#### [WHAT IS BEING ASKED]
Convert all the rows below into one JSON list of strings, one string per line, with blank lines omitted.

#### [MATERIAL FOR THE TASK]
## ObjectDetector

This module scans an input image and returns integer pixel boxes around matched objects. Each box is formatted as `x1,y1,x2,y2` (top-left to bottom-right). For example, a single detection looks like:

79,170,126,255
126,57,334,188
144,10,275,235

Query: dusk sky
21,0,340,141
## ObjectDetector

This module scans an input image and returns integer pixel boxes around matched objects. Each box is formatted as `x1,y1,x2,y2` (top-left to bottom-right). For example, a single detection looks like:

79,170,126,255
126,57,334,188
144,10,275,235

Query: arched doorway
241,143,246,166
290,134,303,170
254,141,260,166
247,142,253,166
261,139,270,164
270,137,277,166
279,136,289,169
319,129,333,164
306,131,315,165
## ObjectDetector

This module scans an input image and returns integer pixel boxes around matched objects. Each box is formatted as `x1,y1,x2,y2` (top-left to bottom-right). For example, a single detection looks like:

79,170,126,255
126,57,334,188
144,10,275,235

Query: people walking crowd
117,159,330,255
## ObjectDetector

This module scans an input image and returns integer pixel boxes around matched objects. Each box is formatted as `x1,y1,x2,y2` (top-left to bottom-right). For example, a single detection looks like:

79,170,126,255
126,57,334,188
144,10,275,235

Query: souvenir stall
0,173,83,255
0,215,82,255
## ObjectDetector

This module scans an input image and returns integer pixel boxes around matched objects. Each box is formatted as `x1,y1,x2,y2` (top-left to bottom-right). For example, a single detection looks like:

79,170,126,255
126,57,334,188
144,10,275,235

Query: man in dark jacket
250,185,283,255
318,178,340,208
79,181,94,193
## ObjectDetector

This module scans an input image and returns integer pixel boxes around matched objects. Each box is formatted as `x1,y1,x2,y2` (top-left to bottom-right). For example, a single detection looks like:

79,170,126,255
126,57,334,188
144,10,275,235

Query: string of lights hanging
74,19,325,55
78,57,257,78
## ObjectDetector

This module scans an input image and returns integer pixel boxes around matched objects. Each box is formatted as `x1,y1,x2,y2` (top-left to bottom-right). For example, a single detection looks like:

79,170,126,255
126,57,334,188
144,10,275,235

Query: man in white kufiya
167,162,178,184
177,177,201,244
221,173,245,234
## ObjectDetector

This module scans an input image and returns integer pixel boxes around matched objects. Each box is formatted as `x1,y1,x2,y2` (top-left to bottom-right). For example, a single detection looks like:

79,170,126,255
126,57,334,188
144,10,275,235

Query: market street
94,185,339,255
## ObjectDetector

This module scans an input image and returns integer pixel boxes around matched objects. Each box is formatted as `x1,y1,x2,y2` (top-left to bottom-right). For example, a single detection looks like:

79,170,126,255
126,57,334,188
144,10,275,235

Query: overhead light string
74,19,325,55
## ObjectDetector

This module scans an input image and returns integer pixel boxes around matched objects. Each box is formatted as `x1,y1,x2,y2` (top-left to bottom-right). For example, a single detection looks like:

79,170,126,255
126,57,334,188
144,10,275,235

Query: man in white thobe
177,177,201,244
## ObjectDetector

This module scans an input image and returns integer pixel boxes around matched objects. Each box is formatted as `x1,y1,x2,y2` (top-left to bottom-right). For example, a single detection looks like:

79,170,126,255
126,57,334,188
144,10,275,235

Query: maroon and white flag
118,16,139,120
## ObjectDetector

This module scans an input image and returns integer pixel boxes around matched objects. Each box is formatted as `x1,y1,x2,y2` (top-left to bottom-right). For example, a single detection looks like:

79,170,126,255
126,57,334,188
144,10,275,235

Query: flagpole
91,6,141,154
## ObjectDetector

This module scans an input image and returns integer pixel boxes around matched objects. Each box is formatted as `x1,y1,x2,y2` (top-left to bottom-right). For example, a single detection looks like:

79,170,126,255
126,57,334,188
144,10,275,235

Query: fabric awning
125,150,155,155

#### [SOLUTION FOR THIS EXERCISE]
[
  "## ObjectDetector",
  "This module scans an input image and returns integer pixel boxes around matched objects. Each box is formatted as `x1,y1,x2,y2` (top-left to bottom-right). For example, a single detection looks like:",
  "79,170,126,255",
  "126,57,334,188",
  "144,10,275,235",
  "Query: dusk sky",
  "21,0,340,141",
  "## ObjectDetector",
  "This module scans an input image and returns integer pixel boxes around matched objects. Each box is formatted as `x1,y1,x2,y2` (top-left to bottom-right). For example, a single detection looks like:",
  "79,170,126,255",
  "126,57,334,188",
  "144,10,275,235",
  "Query: arched doorway",
  "241,143,246,166",
  "290,134,303,170",
  "254,141,260,166",
  "247,142,253,166",
  "261,139,270,164",
  "270,137,277,166",
  "279,136,289,169",
  "319,129,333,164",
  "306,131,315,165",
  "## ObjectDetector",
  "This module scans an input image and returns integer pixel boxes around matched objects. Each box is formatted as `x1,y1,x2,y2` (top-left to bottom-right). For example, a single detection looks like:",
  "79,170,126,255",
  "126,57,334,188",
  "144,10,275,235",
  "Query: people walking crowd",
  "117,159,330,255",
  "## ObjectDetector",
  "This module scans an input image and returns integer pixel boxes around matched objects. Each box is formatted as `x1,y1,x2,y2` (top-left to bottom-right). For example, a single detection looks like:",
  "79,170,126,255",
  "126,57,334,188",
  "144,10,275,235",
  "Query: souvenir stall",
  "0,173,83,255",
  "0,215,82,255",
  "## ObjectDetector",
  "This module scans an input image and returns integer pixel boxes around matched objects. Each box is formatted as `x1,y1,x2,y2` (top-left to bottom-right). For example, a single detection looks like:",
  "79,170,126,255",
  "126,57,334,188",
  "144,10,275,235",
  "Query: man in dark jacket",
  "250,185,283,255",
  "318,178,340,208",
  "79,181,94,193",
  "## ObjectDetector",
  "This module scans an input image and returns integer pixel boxes around matched objects. Each box is formatted as `x1,y1,x2,y2` (top-left to bottom-right). For example, a single detection looks like:",
  "79,170,126,255",
  "126,57,334,188",
  "144,10,275,235",
  "Query: string of lights hanging",
  "74,19,325,55",
  "78,57,257,78",
  "## ObjectDetector",
  "This module scans an input image and returns integer pixel boxes around matched objects. Each box is formatted as `x1,y1,x2,y2` (top-left to bottom-right). For example, a single detection looks like:",
  "79,170,126,255",
  "126,57,334,188",
  "144,10,275,235",
  "Query: man in white kufiya",
  "167,162,178,184",
  "177,177,201,244",
  "221,173,245,234",
  "## ObjectDetector",
  "This module scans an input image and returns integer pixel boxes around matched objects. Each box is formatted as `x1,y1,x2,y2` (top-left to bottom-right). For example, a single detection looks like:",
  "79,170,126,255",
  "126,57,334,188",
  "144,10,275,235",
  "Query: market street",
  "94,185,339,255",
  "## ObjectDetector",
  "This module scans an input image and returns integer pixel boxes around matched objects. Each box is formatted as `x1,y1,x2,y2` (top-left to bottom-right). For example, a single detection looks like:",
  "79,170,126,255",
  "126,57,334,188",
  "144,10,275,235",
  "Query: overhead light string",
  "74,19,325,55",
  "## ObjectDetector",
  "This module scans an input image and returns integer pixel boxes around matched objects. Each box is formatted as `x1,y1,x2,y2` (top-left to bottom-right). For example, a single detection looks like:",
  "79,170,126,255",
  "126,57,334,188",
  "144,10,275,235",
  "Query: man in white thobe",
  "177,177,201,244",
  "## ObjectDetector",
  "This module scans an input image and returns integer pixel boxes around matched objects. Each box is formatted as `x1,y1,x2,y2` (top-left to bottom-right). For example, a single detection looks like:",
  "79,170,126,255",
  "126,57,334,188",
  "144,10,275,235",
  "Query: maroon and white flag",
  "118,16,139,120",
  "## ObjectDetector",
  "This module scans an input image and returns integer pixel boxes around matched objects. Each box is formatted as `x1,y1,x2,y2` (top-left to bottom-right). For example, a single detection looks like:",
  "79,170,126,255",
  "126,57,334,188",
  "144,10,275,235",
  "Query: flagpole",
  "91,6,141,154",
  "## ObjectDetector",
  "This module scans an input image and returns integer pixel boxes around matched objects. Each box is formatted as `x1,y1,x2,y2` (top-left to bottom-right). For example, a single detection looks like:",
  "79,170,126,255",
  "126,57,334,188",
  "144,10,275,235",
  "Query: fabric awning",
  "125,150,155,155"
]